All of the data needs to come back exactly as written.

*** Opening of ENTRIES PROVIDED ***

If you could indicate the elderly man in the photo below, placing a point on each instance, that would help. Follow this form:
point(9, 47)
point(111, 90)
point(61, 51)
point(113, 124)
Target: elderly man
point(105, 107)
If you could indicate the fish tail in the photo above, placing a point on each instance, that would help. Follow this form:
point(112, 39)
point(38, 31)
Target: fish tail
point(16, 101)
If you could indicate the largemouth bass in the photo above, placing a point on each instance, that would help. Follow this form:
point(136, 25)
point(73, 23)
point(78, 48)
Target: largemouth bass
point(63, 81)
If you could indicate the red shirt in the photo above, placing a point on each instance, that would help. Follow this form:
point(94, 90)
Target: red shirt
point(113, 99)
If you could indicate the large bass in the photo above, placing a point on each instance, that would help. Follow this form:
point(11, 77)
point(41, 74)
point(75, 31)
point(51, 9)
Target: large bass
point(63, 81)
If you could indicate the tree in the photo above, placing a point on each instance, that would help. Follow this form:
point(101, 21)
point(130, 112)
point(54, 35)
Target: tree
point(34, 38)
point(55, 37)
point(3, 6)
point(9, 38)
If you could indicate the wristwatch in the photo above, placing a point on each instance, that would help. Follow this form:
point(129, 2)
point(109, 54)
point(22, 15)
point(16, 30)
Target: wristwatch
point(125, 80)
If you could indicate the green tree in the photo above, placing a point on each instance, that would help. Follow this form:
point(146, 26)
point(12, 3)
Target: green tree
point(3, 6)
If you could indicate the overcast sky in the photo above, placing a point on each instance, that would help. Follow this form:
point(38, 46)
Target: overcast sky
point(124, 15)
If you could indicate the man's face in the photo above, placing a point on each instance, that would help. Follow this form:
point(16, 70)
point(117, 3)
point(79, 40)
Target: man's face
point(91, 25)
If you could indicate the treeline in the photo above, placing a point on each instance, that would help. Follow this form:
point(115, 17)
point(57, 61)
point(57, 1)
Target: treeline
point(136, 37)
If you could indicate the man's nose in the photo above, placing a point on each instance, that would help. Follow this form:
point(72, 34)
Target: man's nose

*** Close of ENTRIES PROVIDED ***

SOLUTION FOR THIS EXERCISE —
If you could indicate the elderly man in the photo below, placing a point on each instance, that would help. Follow this form:
point(9, 47)
point(111, 90)
point(61, 51)
point(113, 124)
Target: elderly man
point(105, 107)
If you could indicate the fish tail in the photo above, placing a point on each instance, that would help. Follow this form:
point(112, 39)
point(38, 31)
Target: fish tail
point(16, 101)
If you could indicate the largemouth bass in the photo above, placing a point on each instance, that would help. Follow this form:
point(136, 25)
point(73, 23)
point(78, 48)
Target: largemouth bass
point(63, 81)
If you could indicate the red shirt in the photo above, placing a point on each instance, that would help. Follow this form:
point(94, 90)
Target: red shirt
point(113, 99)
If you could indicate the large bass in the photo above, placing a point on each instance, that would help. Follow this form:
point(11, 77)
point(41, 74)
point(75, 31)
point(51, 9)
Target: large bass
point(63, 81)
If you could indicate the tree in the photo above, placing a point on each instance, that would help. Follow this form:
point(101, 21)
point(130, 112)
point(54, 35)
Target: tree
point(34, 38)
point(55, 37)
point(3, 6)
point(9, 38)
If you could indicate the wristwatch in the photo above, placing a point on each instance, that would help. Follow this form:
point(129, 2)
point(109, 54)
point(22, 15)
point(16, 30)
Target: wristwatch
point(125, 80)
If you could indicate the green tree in the photo above, placing a point on each instance, that would help. Follow this form:
point(146, 26)
point(12, 3)
Target: green tree
point(3, 6)
If you could indicate the overcast sky in the photo above, placing a point on each instance, that would help. Follow this form:
point(38, 46)
Target: overcast sky
point(124, 15)
If you could indicate the man's face in the photo above, placing a point on each instance, that would help. Follow this form:
point(16, 70)
point(117, 3)
point(79, 40)
Target: man's face
point(91, 25)
If you could indicate the treeline in the photo above, placing a point on each instance, that would help. Follow this form:
point(115, 17)
point(57, 61)
point(57, 1)
Target: treeline
point(136, 37)
If you could indicate the man's nose in the photo above, placing a point on each instance, that would help. Follow this form:
point(72, 34)
Target: man's nose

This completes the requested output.